**RECORDS TO USE:**
-.-.-

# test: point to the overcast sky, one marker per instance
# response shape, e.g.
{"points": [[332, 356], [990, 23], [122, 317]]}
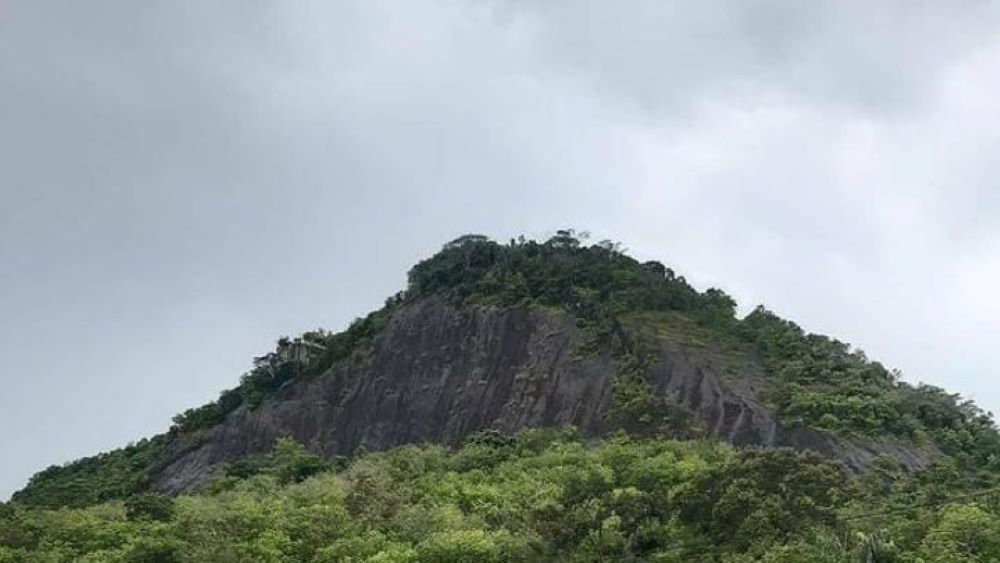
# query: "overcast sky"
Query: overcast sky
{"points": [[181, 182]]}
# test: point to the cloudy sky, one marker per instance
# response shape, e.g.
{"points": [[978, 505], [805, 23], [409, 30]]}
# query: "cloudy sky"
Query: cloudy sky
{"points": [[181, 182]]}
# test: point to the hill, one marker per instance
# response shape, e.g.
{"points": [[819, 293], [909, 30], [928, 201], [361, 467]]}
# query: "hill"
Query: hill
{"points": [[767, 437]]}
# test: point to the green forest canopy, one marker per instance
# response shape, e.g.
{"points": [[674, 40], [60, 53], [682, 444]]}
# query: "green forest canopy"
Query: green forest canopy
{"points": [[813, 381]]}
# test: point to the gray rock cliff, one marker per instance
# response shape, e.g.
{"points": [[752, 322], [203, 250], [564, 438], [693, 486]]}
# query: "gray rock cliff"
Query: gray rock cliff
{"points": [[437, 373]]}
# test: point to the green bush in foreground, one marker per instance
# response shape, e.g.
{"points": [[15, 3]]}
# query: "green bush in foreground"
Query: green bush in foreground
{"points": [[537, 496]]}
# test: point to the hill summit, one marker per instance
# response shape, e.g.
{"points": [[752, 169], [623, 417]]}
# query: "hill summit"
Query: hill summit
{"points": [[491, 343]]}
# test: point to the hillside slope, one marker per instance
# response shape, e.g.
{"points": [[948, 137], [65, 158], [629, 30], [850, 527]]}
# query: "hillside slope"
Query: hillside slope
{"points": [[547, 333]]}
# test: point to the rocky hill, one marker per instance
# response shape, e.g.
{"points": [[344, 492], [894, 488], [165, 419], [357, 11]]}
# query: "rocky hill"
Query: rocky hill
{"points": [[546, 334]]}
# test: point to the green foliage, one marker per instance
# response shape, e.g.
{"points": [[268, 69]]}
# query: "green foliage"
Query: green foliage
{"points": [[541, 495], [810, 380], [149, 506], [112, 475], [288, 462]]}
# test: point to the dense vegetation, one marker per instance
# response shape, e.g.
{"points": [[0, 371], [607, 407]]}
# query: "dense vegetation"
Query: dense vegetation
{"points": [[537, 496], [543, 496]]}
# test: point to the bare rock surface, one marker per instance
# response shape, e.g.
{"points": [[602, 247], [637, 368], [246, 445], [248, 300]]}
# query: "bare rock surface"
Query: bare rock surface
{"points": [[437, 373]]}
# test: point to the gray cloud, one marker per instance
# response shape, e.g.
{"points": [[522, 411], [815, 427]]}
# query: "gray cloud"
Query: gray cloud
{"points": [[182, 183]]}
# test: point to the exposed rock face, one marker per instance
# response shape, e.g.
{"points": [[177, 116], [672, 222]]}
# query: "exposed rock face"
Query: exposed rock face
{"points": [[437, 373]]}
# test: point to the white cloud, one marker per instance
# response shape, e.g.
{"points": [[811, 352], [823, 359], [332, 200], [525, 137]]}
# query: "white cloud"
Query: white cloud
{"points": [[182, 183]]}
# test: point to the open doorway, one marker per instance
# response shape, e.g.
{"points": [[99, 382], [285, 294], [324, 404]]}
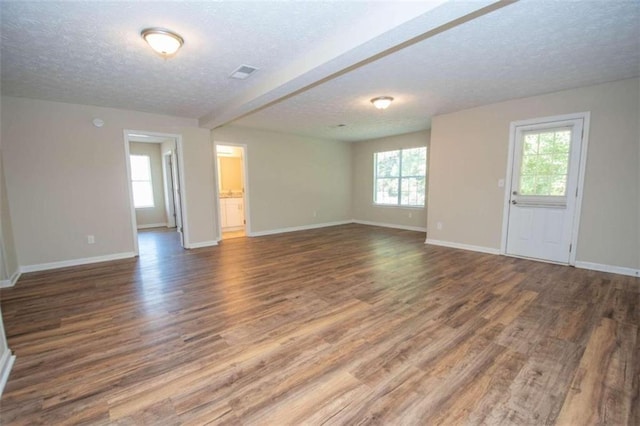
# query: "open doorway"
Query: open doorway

-.-.-

**PROBLEM REQUIREMENTS:** Turn the part of the records that opens with the line containing "# test: point to the bare" and runs through the end of the records into a Markdown table with the columns No. and Line. Give one row per line, skip blank lines, and leave the pictures out.

**FINISHED ANSWER:**
| No. | Line |
|---|---|
| 1 | # test: point to the bare rock surface, one marker per instance |
| 2 | # response shape, e.g. |
| 3 | {"points": [[602, 247], [637, 368], [246, 445], [248, 300]]} |
| 4 | # query: "bare rock surface" |
| 5 | Query: bare rock surface |
| 6 | {"points": [[437, 373]]} |
| 7 | # test: point to the gray cloud, one marker per instance |
| 8 | # response shape, e.g. |
| 9 | {"points": [[522, 411], [815, 427]]} |
| 10 | # query: "gray cloud" |
| 11 | Query: gray cloud |
| 12 | {"points": [[182, 183]]} |
| 13 | # test: point to the exposed rock face, one marker per instance |
| 14 | # response shape, e.g. |
| 15 | {"points": [[177, 116], [672, 222]]} |
| 16 | # query: "exposed rock face" |
| 17 | Query: exposed rock face |
| 18 | {"points": [[437, 373]]} |
| 19 | # test: point to the white cloud, one marker per instance |
| 20 | # response shape, e.g. |
| 21 | {"points": [[811, 352], [823, 359], [332, 200], [525, 137]]} |
| 22 | # query: "white cloud" |
| 23 | Query: white cloud |
| 24 | {"points": [[182, 183]]} |
| 25 | # test: point to the open doorway, one marker per instance |
| 26 | # response shape, e.g. |
| 27 | {"points": [[99, 382], [285, 294], [324, 404]]} |
| 28 | # query: "open doorway" |
| 29 | Query: open doorway |